# Task prompt:
Rewrite the items below, changing every "evenodd" to "nonzero" and leaving everything else untouched.

____

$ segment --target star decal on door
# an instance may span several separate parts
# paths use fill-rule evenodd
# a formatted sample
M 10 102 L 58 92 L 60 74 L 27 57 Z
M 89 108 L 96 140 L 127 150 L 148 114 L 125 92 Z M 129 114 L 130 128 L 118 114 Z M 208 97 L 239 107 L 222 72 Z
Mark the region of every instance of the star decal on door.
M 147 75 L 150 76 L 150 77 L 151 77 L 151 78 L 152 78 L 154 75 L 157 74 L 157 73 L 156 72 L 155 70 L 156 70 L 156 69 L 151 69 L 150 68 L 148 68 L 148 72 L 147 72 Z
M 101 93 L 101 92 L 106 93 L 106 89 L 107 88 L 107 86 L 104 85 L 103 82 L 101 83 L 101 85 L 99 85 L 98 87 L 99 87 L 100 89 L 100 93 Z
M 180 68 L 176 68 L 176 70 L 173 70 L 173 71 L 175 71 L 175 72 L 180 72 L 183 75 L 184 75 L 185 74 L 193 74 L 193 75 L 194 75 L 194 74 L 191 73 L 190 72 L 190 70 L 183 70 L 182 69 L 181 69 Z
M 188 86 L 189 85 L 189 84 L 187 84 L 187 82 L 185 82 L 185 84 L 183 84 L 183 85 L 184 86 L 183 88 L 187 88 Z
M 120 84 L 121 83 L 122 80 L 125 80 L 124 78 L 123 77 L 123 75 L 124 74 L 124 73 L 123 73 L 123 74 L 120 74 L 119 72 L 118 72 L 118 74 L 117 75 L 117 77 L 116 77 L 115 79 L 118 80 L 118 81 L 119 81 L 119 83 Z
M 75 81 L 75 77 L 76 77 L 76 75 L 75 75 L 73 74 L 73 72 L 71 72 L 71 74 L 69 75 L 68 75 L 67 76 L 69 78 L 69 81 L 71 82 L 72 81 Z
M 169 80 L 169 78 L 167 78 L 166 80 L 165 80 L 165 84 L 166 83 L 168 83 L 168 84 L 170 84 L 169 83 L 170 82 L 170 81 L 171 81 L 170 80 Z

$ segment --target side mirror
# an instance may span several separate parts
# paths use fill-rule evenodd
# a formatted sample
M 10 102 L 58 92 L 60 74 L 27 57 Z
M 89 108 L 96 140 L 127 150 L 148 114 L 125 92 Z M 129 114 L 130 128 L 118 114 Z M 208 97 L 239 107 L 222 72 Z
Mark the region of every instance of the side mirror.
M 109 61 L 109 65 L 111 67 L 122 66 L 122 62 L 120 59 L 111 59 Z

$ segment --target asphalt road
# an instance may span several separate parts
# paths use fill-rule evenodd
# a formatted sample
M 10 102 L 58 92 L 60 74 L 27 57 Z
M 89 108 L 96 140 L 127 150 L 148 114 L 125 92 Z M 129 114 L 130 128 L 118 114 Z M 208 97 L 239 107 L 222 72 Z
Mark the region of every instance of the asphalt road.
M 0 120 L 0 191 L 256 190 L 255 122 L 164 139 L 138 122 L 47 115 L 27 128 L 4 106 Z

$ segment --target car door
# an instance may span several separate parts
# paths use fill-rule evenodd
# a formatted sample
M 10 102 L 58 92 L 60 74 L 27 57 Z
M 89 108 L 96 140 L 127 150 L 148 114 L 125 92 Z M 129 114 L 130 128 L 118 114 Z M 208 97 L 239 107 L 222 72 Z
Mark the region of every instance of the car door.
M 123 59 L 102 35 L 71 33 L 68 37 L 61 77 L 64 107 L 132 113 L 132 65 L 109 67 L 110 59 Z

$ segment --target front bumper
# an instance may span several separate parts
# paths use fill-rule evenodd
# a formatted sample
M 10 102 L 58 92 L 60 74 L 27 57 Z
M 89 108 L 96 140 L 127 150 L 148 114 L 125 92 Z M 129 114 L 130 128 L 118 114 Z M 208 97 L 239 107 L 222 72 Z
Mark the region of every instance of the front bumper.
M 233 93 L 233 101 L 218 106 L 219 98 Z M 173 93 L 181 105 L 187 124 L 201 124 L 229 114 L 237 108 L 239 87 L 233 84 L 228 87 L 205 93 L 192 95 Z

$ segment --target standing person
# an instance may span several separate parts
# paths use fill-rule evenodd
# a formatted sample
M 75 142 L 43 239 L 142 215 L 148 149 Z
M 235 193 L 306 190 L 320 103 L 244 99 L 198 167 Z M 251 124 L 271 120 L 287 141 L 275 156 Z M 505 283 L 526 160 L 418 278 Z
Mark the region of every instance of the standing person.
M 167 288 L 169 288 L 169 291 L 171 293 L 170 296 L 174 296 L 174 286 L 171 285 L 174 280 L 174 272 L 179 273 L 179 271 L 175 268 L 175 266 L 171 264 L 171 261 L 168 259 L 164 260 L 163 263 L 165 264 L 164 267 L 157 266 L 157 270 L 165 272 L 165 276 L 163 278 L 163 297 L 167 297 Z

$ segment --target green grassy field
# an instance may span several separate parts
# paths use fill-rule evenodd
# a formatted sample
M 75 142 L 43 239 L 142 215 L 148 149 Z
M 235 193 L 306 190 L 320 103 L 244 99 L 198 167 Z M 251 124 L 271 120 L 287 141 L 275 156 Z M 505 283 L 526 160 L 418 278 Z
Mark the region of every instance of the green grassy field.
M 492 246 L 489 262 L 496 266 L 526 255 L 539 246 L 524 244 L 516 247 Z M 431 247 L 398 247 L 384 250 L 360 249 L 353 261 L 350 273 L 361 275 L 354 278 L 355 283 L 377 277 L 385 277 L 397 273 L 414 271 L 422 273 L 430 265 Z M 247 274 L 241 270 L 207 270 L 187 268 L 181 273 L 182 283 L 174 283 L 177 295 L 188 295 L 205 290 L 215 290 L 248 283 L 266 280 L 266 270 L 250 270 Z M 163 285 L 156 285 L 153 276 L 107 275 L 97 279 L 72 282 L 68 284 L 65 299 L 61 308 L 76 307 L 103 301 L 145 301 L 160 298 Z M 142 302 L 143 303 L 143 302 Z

____

# Solution below:
$ segment --target star decal on door
# an instance may span several separate parts
# paths use fill-rule nonzero
# a formatted sample
M 10 102 L 58 92 L 60 74 L 27 57 Z
M 89 108 L 96 140 L 127 150 L 148 114 L 125 92 Z M 129 114 L 130 128 L 118 114 Z M 208 97 L 239 107 L 222 72 Z
Mark the region of every instance of the star decal on door.
M 147 75 L 150 76 L 150 77 L 151 77 L 151 78 L 152 78 L 154 75 L 157 74 L 157 73 L 156 72 L 155 70 L 156 70 L 156 69 L 151 69 L 150 68 L 148 68 L 148 72 L 147 72 Z
M 101 93 L 101 92 L 106 93 L 106 89 L 107 88 L 107 86 L 104 85 L 103 82 L 101 83 L 101 85 L 99 85 L 98 87 L 99 87 L 100 89 L 100 93 Z
M 180 68 L 176 68 L 176 70 L 173 70 L 173 71 L 175 71 L 175 72 L 180 72 L 183 75 L 184 75 L 185 74 L 193 74 L 193 75 L 194 75 L 194 74 L 191 73 L 190 72 L 190 70 L 183 70 L 182 69 L 181 69 Z
M 188 86 L 189 85 L 189 84 L 187 84 L 187 82 L 185 82 L 185 84 L 183 84 L 183 85 L 184 86 L 183 88 L 187 88 Z
M 120 84 L 121 83 L 122 80 L 125 80 L 124 78 L 123 77 L 123 75 L 124 74 L 124 73 L 123 73 L 123 74 L 120 74 L 119 72 L 118 72 L 118 74 L 117 75 L 117 77 L 116 77 L 115 79 L 118 80 L 118 81 L 119 81 L 119 83 Z
M 75 81 L 75 77 L 76 77 L 76 75 L 75 75 L 73 74 L 73 72 L 71 72 L 71 74 L 69 75 L 68 75 L 67 76 L 69 78 L 69 81 L 71 82 L 72 81 Z
M 169 80 L 169 78 L 167 78 L 166 80 L 165 80 L 165 84 L 166 83 L 168 83 L 168 84 L 170 84 L 169 83 L 170 82 L 170 81 L 171 81 L 170 80 Z

$ segment --target side mirror
# an instance may span several separate parts
# paths use fill-rule nonzero
# a formatted sample
M 10 102 L 58 92 L 60 74 L 27 57 Z
M 89 108 L 96 140 L 127 150 L 148 114 L 125 92 Z M 129 114 L 130 128 L 118 114 Z M 208 97 L 239 107 L 222 72 Z
Mark the region of every instance of the side mirror.
M 109 61 L 109 65 L 111 67 L 122 66 L 122 62 L 120 59 L 111 59 Z

$ segment --target asphalt road
# an instance may span several separate parts
# paths use fill-rule nonzero
# a formatted sample
M 10 102 L 58 92 L 60 74 L 27 57 Z
M 89 108 L 96 140 L 127 150 L 148 114 L 125 92 Z M 129 114 L 130 128 L 118 114 Z M 208 97 L 239 107 L 222 72 Z
Mark the region of every instance of the asphalt road.
M 0 120 L 0 191 L 256 190 L 255 122 L 164 139 L 138 122 L 47 115 L 27 128 L 4 106 Z

$ segment --target car door
# an instance may span several separate parts
# paths use fill-rule nonzero
# a formatted sample
M 10 102 L 58 92 L 60 74 L 27 57 Z
M 89 108 L 96 140 L 127 150 L 148 114 L 125 92 Z M 129 114 L 130 128 L 118 114 Z M 208 97 L 239 107 L 222 72 Z
Mark the region of every instance of the car door.
M 123 59 L 102 35 L 71 33 L 68 37 L 61 77 L 64 107 L 132 113 L 132 65 L 109 67 L 110 59 Z

$ segment --target front bumper
# an instance may span several separate parts
# paths use fill-rule nonzero
# a formatted sample
M 10 102 L 58 92 L 60 74 L 27 57 Z
M 89 108 L 96 140 L 127 150 L 148 114 L 125 92 Z M 129 114 L 130 128 L 118 114 Z M 208 97 L 239 107 L 222 72 Z
Mark the region of every instance of the front bumper.
M 233 93 L 233 101 L 218 106 L 219 98 Z M 173 93 L 181 105 L 187 124 L 201 124 L 229 114 L 237 108 L 239 87 L 233 84 L 228 87 L 205 93 L 192 95 Z

$ segment --target standing person
# an instance may span several separate parts
# paths use fill-rule nonzero
# a formatted sample
M 75 142 L 43 239 L 142 215 L 148 149 Z
M 235 193 L 306 190 L 320 103 L 244 99 L 198 167 Z M 251 124 L 271 120 L 287 141 L 275 156 Z M 505 283 L 526 160 L 418 278 Z
Mark the region of every instance of the standing person.
M 167 288 L 169 288 L 169 291 L 171 293 L 170 296 L 174 296 L 174 286 L 171 285 L 174 280 L 174 272 L 179 273 L 179 271 L 175 268 L 175 266 L 171 264 L 171 261 L 168 259 L 164 260 L 163 263 L 165 264 L 164 267 L 157 266 L 157 270 L 165 272 L 165 276 L 163 278 L 163 297 L 167 297 Z

$ segment --target green grassy field
# an instance may span several separate parts
# paths use fill-rule nonzero
# a formatted sample
M 75 142 L 43 239 L 142 215 L 148 149 Z
M 235 193 L 306 190 L 320 103 L 244 99 L 198 167 Z M 251 124 L 271 120 L 287 141 L 275 156 Z M 505 283 L 526 160 L 418 278 Z
Mark the region of every instance of the green grassy field.
M 492 246 L 489 262 L 496 266 L 526 255 L 539 246 L 524 244 L 516 247 Z M 431 247 L 398 247 L 384 250 L 360 249 L 353 261 L 350 273 L 361 275 L 354 278 L 355 283 L 377 277 L 385 277 L 397 273 L 414 271 L 422 273 L 430 265 Z M 247 274 L 241 270 L 207 270 L 187 268 L 181 273 L 182 283 L 174 283 L 177 295 L 188 295 L 205 290 L 215 290 L 248 283 L 266 280 L 266 270 L 250 270 Z M 163 285 L 156 285 L 153 276 L 107 275 L 97 279 L 72 282 L 68 284 L 65 299 L 61 308 L 76 307 L 103 301 L 145 301 L 160 298 Z M 142 302 L 143 303 L 143 302 Z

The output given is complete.